======== Excerpted passage

Minnesota Mall Attacker Stabbed Victims Who Said They Were Not Muslims

Minnesota Mall attack
Police gather at Crossroads Center mall in St. Cloud, Minnesota, on September 17, 2016. |

The Minnesota mall attacker who wounded nine people Saturday night with a knife before being shot dead by police, reportedly went around asking shoppers if they were Muslim and stabbed those who said they were not.

CBS News reports that a federal law enforcement source shared details behind the attack at Crossroads Center mall in St. Cloud, believed to have been carried out by Dahir A. Adan, a 22-year-old college student.

The nine victims, which include seven men, a woman, and a 15-year-old girl, were treated for non-life-threatening wounds at local hospitals, but by Sunday evening six of them were released.

CNN reported that while investigators are still trying to establish the exact motive for the attack, the Islamic State terror group in Iraq and Syria has hailed the incident, calling Adan a "soldier of the Islamic State."

"We still don't have anything substantive that would suggest anything more than what we know already, which is this was a lone attacker," St. Cloud Police Chief William Blair Anderson said.

"And right now, we're trying to get to the bottom of his motivations."

The FBI has called the attack "a potential act of terrorism," while Anderson admitted that Adan made at least one reference to Allah.

IS has celebrated a number of lone-wolf attacks across Europe and the U.S. this past year, even those that were not found to have been organized by its central leadership.

One witness, Ashley Bayne, who was visiting a friend at the J.C. Penney store in the mall, revealed that the attack caused a panic among shoppers.

"I went closer to the mall entrance by J.C. Penney's and I was looking at some jeans and all the sudden people were just running in chaos," Bayne said. "They were screaming, 'Someone's stabbing people in the mall,' and people were just really frantic and were running.

"There were so many cop cars just responding to the area," she added.

"When I got in my car to get out people were speeding out of there. By the time I left my coworker had texted me saying they had all gone into lockdown in the mall. There were no notifications in the mall at all, it was just people running and screaming."

================
======== Dataset

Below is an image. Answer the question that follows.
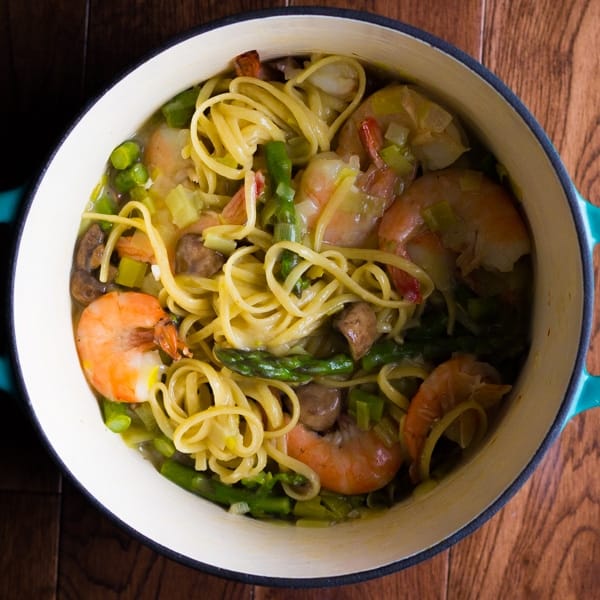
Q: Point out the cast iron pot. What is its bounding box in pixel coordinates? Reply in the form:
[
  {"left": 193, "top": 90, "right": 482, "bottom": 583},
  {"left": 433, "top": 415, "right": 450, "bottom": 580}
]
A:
[{"left": 2, "top": 9, "right": 600, "bottom": 586}]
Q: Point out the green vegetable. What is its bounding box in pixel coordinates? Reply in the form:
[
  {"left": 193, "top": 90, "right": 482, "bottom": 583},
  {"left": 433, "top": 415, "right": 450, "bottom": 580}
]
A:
[
  {"left": 379, "top": 144, "right": 415, "bottom": 177},
  {"left": 348, "top": 388, "right": 385, "bottom": 431},
  {"left": 165, "top": 184, "right": 198, "bottom": 229},
  {"left": 152, "top": 435, "right": 175, "bottom": 458},
  {"left": 110, "top": 140, "right": 140, "bottom": 171},
  {"left": 421, "top": 200, "right": 456, "bottom": 232},
  {"left": 115, "top": 163, "right": 148, "bottom": 194},
  {"left": 160, "top": 459, "right": 292, "bottom": 515},
  {"left": 115, "top": 256, "right": 148, "bottom": 288},
  {"left": 102, "top": 398, "right": 131, "bottom": 433},
  {"left": 160, "top": 87, "right": 199, "bottom": 128},
  {"left": 215, "top": 348, "right": 354, "bottom": 383},
  {"left": 265, "top": 141, "right": 308, "bottom": 295},
  {"left": 361, "top": 335, "right": 485, "bottom": 372}
]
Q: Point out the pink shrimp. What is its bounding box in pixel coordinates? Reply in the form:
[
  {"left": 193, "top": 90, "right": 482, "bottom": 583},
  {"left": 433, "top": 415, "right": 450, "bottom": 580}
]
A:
[
  {"left": 296, "top": 119, "right": 398, "bottom": 248},
  {"left": 336, "top": 85, "right": 467, "bottom": 177},
  {"left": 287, "top": 416, "right": 403, "bottom": 494},
  {"left": 402, "top": 354, "right": 511, "bottom": 481},
  {"left": 379, "top": 168, "right": 531, "bottom": 302},
  {"left": 76, "top": 291, "right": 189, "bottom": 402}
]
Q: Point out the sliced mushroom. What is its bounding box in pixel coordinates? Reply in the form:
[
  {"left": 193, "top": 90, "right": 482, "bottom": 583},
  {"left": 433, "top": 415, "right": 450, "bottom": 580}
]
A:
[
  {"left": 296, "top": 383, "right": 342, "bottom": 431},
  {"left": 334, "top": 302, "right": 379, "bottom": 360},
  {"left": 70, "top": 269, "right": 107, "bottom": 306},
  {"left": 175, "top": 233, "right": 225, "bottom": 277},
  {"left": 74, "top": 223, "right": 106, "bottom": 273}
]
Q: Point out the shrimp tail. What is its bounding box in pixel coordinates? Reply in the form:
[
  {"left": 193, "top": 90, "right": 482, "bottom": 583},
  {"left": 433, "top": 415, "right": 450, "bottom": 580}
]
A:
[
  {"left": 154, "top": 317, "right": 192, "bottom": 360},
  {"left": 358, "top": 117, "right": 387, "bottom": 169}
]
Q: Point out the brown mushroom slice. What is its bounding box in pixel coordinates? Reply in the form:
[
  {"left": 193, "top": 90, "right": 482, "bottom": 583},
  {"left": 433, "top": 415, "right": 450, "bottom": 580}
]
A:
[
  {"left": 70, "top": 269, "right": 107, "bottom": 306},
  {"left": 175, "top": 233, "right": 225, "bottom": 277},
  {"left": 296, "top": 383, "right": 342, "bottom": 431},
  {"left": 333, "top": 302, "right": 379, "bottom": 360},
  {"left": 74, "top": 223, "right": 106, "bottom": 273}
]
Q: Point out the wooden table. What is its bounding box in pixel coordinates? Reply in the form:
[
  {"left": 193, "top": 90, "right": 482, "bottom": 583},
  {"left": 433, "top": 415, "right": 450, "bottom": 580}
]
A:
[{"left": 0, "top": 0, "right": 600, "bottom": 600}]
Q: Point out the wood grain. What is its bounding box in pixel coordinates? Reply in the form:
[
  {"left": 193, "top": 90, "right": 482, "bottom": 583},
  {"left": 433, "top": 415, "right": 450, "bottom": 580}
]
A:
[{"left": 0, "top": 0, "right": 600, "bottom": 600}]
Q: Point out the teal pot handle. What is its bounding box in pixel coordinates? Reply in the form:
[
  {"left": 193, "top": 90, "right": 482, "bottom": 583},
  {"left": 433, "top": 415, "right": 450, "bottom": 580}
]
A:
[
  {"left": 567, "top": 193, "right": 600, "bottom": 422},
  {"left": 0, "top": 187, "right": 25, "bottom": 394}
]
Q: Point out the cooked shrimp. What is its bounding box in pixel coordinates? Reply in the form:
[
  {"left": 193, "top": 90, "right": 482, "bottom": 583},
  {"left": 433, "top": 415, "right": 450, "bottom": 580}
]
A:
[
  {"left": 402, "top": 354, "right": 511, "bottom": 479},
  {"left": 336, "top": 85, "right": 467, "bottom": 177},
  {"left": 379, "top": 168, "right": 531, "bottom": 302},
  {"left": 76, "top": 292, "right": 188, "bottom": 402},
  {"left": 144, "top": 124, "right": 194, "bottom": 194},
  {"left": 287, "top": 416, "right": 402, "bottom": 494},
  {"left": 295, "top": 152, "right": 395, "bottom": 248}
]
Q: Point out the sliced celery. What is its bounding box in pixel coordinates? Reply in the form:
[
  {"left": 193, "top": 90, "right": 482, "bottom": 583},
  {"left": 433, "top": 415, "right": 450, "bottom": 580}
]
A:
[
  {"left": 294, "top": 496, "right": 331, "bottom": 520},
  {"left": 161, "top": 87, "right": 200, "bottom": 128},
  {"left": 152, "top": 435, "right": 175, "bottom": 458},
  {"left": 379, "top": 144, "right": 414, "bottom": 177},
  {"left": 110, "top": 140, "right": 140, "bottom": 171},
  {"left": 421, "top": 200, "right": 456, "bottom": 232},
  {"left": 165, "top": 184, "right": 198, "bottom": 228},
  {"left": 102, "top": 398, "right": 131, "bottom": 433},
  {"left": 115, "top": 256, "right": 148, "bottom": 288},
  {"left": 348, "top": 388, "right": 385, "bottom": 430}
]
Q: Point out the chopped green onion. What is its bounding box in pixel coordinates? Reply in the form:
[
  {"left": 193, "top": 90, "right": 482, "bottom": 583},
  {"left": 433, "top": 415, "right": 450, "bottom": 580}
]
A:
[
  {"left": 121, "top": 423, "right": 154, "bottom": 448},
  {"left": 293, "top": 496, "right": 332, "bottom": 521},
  {"left": 165, "top": 184, "right": 198, "bottom": 229},
  {"left": 348, "top": 388, "right": 385, "bottom": 430},
  {"left": 102, "top": 398, "right": 131, "bottom": 433},
  {"left": 152, "top": 435, "right": 175, "bottom": 458},
  {"left": 379, "top": 144, "right": 414, "bottom": 177},
  {"left": 115, "top": 256, "right": 148, "bottom": 288},
  {"left": 421, "top": 200, "right": 456, "bottom": 232},
  {"left": 160, "top": 87, "right": 199, "bottom": 129},
  {"left": 110, "top": 140, "right": 140, "bottom": 171},
  {"left": 115, "top": 163, "right": 148, "bottom": 194},
  {"left": 383, "top": 121, "right": 410, "bottom": 147},
  {"left": 321, "top": 491, "right": 353, "bottom": 521}
]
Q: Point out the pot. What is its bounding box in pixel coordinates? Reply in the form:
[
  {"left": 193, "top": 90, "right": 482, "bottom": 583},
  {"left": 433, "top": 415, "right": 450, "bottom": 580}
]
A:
[{"left": 0, "top": 9, "right": 600, "bottom": 586}]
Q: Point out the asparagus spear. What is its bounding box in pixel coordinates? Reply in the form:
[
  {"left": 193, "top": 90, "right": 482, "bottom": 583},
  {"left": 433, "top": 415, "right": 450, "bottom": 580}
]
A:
[
  {"left": 265, "top": 141, "right": 308, "bottom": 295},
  {"left": 160, "top": 460, "right": 292, "bottom": 515},
  {"left": 215, "top": 348, "right": 354, "bottom": 383}
]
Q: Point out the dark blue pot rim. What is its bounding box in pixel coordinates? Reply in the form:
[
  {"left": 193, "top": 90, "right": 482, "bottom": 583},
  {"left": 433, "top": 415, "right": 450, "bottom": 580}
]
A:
[{"left": 0, "top": 6, "right": 598, "bottom": 588}]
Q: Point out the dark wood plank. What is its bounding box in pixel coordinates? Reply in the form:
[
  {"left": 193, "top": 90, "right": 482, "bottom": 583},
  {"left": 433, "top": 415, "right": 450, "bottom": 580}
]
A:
[
  {"left": 86, "top": 0, "right": 286, "bottom": 95},
  {"left": 254, "top": 552, "right": 448, "bottom": 600},
  {"left": 448, "top": 0, "right": 600, "bottom": 599},
  {"left": 0, "top": 492, "right": 60, "bottom": 600},
  {"left": 0, "top": 0, "right": 86, "bottom": 189},
  {"left": 0, "top": 394, "right": 60, "bottom": 494},
  {"left": 255, "top": 0, "right": 483, "bottom": 600},
  {"left": 58, "top": 482, "right": 252, "bottom": 600},
  {"left": 290, "top": 0, "right": 484, "bottom": 59}
]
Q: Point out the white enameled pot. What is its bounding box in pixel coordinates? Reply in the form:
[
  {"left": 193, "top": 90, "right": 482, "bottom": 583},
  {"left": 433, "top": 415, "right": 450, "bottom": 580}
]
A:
[{"left": 0, "top": 9, "right": 600, "bottom": 586}]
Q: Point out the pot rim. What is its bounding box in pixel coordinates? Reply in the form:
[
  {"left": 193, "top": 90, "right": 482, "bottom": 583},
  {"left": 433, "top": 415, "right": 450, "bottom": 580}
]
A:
[{"left": 7, "top": 6, "right": 594, "bottom": 588}]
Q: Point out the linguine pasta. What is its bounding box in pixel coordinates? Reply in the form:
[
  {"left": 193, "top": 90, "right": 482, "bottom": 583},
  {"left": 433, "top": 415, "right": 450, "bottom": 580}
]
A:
[{"left": 73, "top": 50, "right": 528, "bottom": 521}]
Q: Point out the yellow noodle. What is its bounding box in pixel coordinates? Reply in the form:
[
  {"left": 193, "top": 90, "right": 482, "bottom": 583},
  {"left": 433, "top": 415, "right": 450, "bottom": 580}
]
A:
[{"left": 418, "top": 400, "right": 487, "bottom": 481}]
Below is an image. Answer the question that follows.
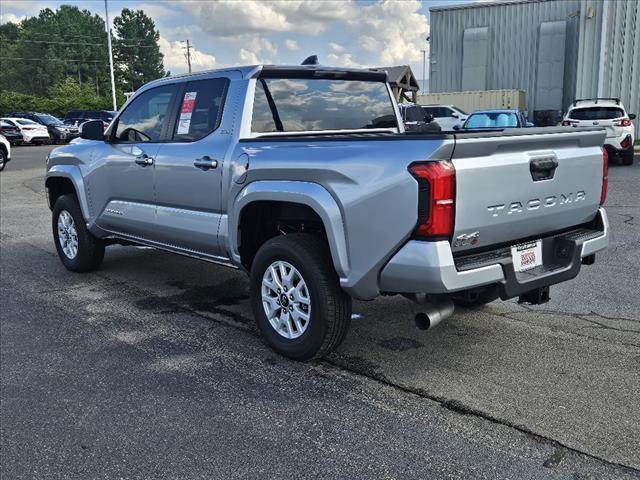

================

**Task item:**
Set down the passage of the article on the Minnesota mall attack above between "CBS News reports that" and "22-year-old college student.", inclusive, reproducing it without alteration.

**Exercise answer:**
CBS News reports that a federal law enforcement source shared details behind the attack at Crossroads Center mall in St. Cloud, believed to have been carried out by Dahir A. Adan, a 22-year-old college student.